Work instructions: Copy the records below again, replacing every "Reviewer note" with "Annotator note" and keeping everything else the same. Leave the pictures out of your answer.

(Lines of data)
::::

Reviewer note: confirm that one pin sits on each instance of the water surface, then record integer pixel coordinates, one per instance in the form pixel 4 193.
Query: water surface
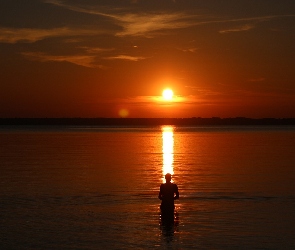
pixel 95 188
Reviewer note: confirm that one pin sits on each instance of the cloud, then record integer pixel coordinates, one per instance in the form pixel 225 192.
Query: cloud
pixel 142 24
pixel 238 29
pixel 81 60
pixel 125 57
pixel 12 35
pixel 146 24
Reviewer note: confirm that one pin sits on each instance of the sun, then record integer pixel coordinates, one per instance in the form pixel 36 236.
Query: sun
pixel 167 94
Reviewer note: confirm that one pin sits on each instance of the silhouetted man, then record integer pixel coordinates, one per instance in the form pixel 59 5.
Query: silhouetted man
pixel 168 193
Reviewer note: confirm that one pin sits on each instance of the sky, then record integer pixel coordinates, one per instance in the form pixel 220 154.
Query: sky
pixel 113 58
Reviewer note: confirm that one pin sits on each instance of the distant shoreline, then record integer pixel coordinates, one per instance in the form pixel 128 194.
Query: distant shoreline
pixel 194 121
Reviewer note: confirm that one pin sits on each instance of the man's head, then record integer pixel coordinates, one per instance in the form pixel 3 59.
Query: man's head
pixel 168 177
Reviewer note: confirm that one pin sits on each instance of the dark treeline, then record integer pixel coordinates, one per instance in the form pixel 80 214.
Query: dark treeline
pixel 194 121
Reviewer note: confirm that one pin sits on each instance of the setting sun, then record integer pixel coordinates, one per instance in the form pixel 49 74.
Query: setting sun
pixel 167 94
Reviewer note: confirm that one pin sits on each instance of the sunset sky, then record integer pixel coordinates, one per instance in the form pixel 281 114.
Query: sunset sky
pixel 112 58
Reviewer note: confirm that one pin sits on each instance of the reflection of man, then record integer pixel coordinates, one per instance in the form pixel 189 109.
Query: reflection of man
pixel 168 193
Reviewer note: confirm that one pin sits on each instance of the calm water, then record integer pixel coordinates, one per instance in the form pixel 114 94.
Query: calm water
pixel 96 188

::::

Result of the exercise:
Annotator note: confirm that one pin sits on each instance of the water surface, then record integer pixel coordinates, one per instance in the form pixel 4 193.
Query: water surface
pixel 95 188
Annotator note: confirm that one pin sits on each instance of the cloud, then record integer pixel coordinates, one per instance in the form pixel 225 192.
Query: cloud
pixel 142 24
pixel 238 29
pixel 81 60
pixel 125 57
pixel 12 35
pixel 146 24
Annotator note: confirm that one pin sits on each instance of the sun, then record integer pixel coordinates, one per instance in the form pixel 36 236.
Query: sun
pixel 167 94
Annotator note: confirm that one pin sits on each instance of the silhouetted man, then record integer pixel coordinates, one per instance in the form pixel 59 5.
Query: silhouetted man
pixel 168 193
Annotator note: confirm that one pin sits on each instance of the sky, then record integer pixel coordinates, one per instance in the form pixel 220 154.
Query: sky
pixel 113 58
Annotator note: confirm that one pin sits on each instance of the distant shoreline, then record integer pixel coordinates, one per instance in the form pixel 128 194.
Query: distant shoreline
pixel 194 121
Annotator note: confirm that one pin sits on each instance of the man's head, then record integer pixel coordinates, one per instance in the form pixel 3 59.
Query: man's head
pixel 168 177
Annotator note: confirm that one pin sits on each instance of the dark treeline, then record integer pixel coordinates, one per instance in the form pixel 80 214.
Query: dark treeline
pixel 194 121
Annotator note: confirm that one pin sits on each instance of the setting sun, then record integer pixel coordinates, one per instance in the form pixel 49 74.
Query: setting sun
pixel 167 94
Annotator note: confirm that one pin sits on each instance of the sunset sky, then record integer pixel coordinates, one per instance in the form pixel 281 114.
Query: sunset sky
pixel 112 58
Annotator note: confirm that one pin sits on each instance of the reflection of man, then record integer pixel coordinates, one per instance in the form pixel 189 109.
Query: reflection of man
pixel 168 193
Annotator note: confirm that one pin sits on each instance of the calm water, then record integer pixel coordinates, one per instance in the form pixel 114 94.
Query: calm water
pixel 96 188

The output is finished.